----- Data extract -----

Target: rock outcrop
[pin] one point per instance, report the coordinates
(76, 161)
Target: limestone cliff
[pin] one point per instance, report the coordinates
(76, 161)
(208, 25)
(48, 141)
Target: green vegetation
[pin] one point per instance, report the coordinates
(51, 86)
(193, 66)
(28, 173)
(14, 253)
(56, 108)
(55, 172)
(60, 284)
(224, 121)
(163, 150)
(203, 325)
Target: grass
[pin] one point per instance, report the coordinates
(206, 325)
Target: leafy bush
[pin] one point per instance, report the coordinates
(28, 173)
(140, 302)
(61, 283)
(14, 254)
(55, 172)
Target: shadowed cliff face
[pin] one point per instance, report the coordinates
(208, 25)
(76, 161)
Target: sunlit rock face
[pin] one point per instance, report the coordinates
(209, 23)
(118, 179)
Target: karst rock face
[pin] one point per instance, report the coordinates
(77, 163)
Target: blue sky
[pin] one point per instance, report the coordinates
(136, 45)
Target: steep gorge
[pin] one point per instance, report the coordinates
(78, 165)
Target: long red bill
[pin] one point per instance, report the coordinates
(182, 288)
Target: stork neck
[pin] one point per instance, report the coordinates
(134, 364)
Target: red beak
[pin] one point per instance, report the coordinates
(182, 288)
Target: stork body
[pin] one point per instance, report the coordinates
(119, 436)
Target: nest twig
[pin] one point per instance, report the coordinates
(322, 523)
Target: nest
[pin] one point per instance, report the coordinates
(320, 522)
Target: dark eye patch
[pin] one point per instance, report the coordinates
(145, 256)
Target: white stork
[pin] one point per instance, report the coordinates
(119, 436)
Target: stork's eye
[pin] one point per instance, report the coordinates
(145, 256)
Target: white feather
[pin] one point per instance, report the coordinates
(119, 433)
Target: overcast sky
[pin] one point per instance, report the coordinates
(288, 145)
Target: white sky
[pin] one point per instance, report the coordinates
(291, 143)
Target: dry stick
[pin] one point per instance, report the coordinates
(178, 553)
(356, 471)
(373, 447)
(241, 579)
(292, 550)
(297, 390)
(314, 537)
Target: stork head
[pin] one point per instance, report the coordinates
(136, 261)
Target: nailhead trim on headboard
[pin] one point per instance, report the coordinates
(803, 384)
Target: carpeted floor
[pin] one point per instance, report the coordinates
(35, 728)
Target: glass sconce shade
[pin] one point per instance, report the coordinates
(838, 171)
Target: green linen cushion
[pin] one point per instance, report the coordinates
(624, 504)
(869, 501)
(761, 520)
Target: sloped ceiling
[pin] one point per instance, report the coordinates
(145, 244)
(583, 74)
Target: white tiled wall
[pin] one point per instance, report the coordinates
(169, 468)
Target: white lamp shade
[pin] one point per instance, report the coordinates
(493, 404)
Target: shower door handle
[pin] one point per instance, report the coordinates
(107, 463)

-----

What is required ::
Reproduce all the records. Keep them exact, please.

Final answer ::
Target: rock outcrop
[pin] one point per instance, report the coordinates
(76, 161)
Target: limestone cliff
[pin] one point per instance, report the coordinates
(76, 161)
(208, 25)
(48, 141)
Target: green vegetation
[pin] one point per instance, report the coordinates
(51, 86)
(193, 66)
(28, 173)
(14, 253)
(56, 108)
(55, 172)
(60, 284)
(224, 121)
(163, 150)
(203, 325)
Target: grass
[pin] one point per instance, report the coordinates
(206, 325)
Target: leafy bush
[pin] one point per instance, report the coordinates
(28, 173)
(140, 302)
(61, 283)
(14, 254)
(55, 172)
Target: shadowed cliff face
[pin] one point per instance, report the coordinates
(208, 25)
(76, 161)
Target: sunlit rock face
[pin] one point per instance, report the coordinates
(209, 23)
(118, 179)
Target: karst rock face
[pin] one point per instance, report the coordinates
(77, 163)
Target: blue sky
[pin] one point per instance, report the coordinates
(136, 45)
Target: steep gorge
[pin] one point per instance, report the coordinates
(78, 165)
Target: long red bill
[pin] one point per instance, report the coordinates
(182, 288)
Target: stork neck
[pin] one point per instance, report the coordinates
(134, 364)
Target: red beak
[pin] one point per instance, report the coordinates
(182, 288)
Target: stork body
[pin] one point per instance, report the coordinates
(119, 436)
Target: nest twig
[pin] one point per instance, report the coordinates
(322, 523)
Target: nest
[pin] one point per instance, report the coordinates
(320, 522)
Target: dark eye patch
[pin] one point per instance, report the coordinates
(145, 256)
Target: white stork
[pin] one point per instance, report the coordinates
(119, 436)
Target: stork's eye
[pin] one point per instance, report the coordinates
(145, 256)
Target: white feather
[pin] one point per instance, report the coordinates
(119, 433)
Target: overcast sky
[pin] one point per instance, report the coordinates
(288, 145)
Target: white sky
[pin] one point per instance, report the coordinates
(291, 143)
Target: dry stick
[pin] one point per instance, report the coordinates
(178, 553)
(356, 471)
(373, 447)
(241, 579)
(292, 550)
(297, 390)
(314, 537)
Target: stork head
[pin] one point per instance, report the coordinates
(136, 261)
Target: nailhead trim on headboard
[pin] one point per instance, report the coordinates
(803, 384)
Target: carpeted floor
[pin] one point per instance, report the coordinates
(35, 728)
Target: glass sconce shade
[pin] one point per instance, report the coordinates
(838, 171)
Target: green linen cushion
[pin] one point per instance, report the coordinates
(624, 504)
(869, 501)
(761, 520)
Target: sloped ceiling
[pin] one point per instance, report the coordinates
(145, 244)
(583, 74)
Target: white tiled wall
[pin] one point per instance, report the coordinates
(169, 468)
Target: white lamp shade
[pin] one point per instance, report the coordinates
(493, 404)
Target: shower door handle
[pin] one point per instance, report the coordinates
(107, 463)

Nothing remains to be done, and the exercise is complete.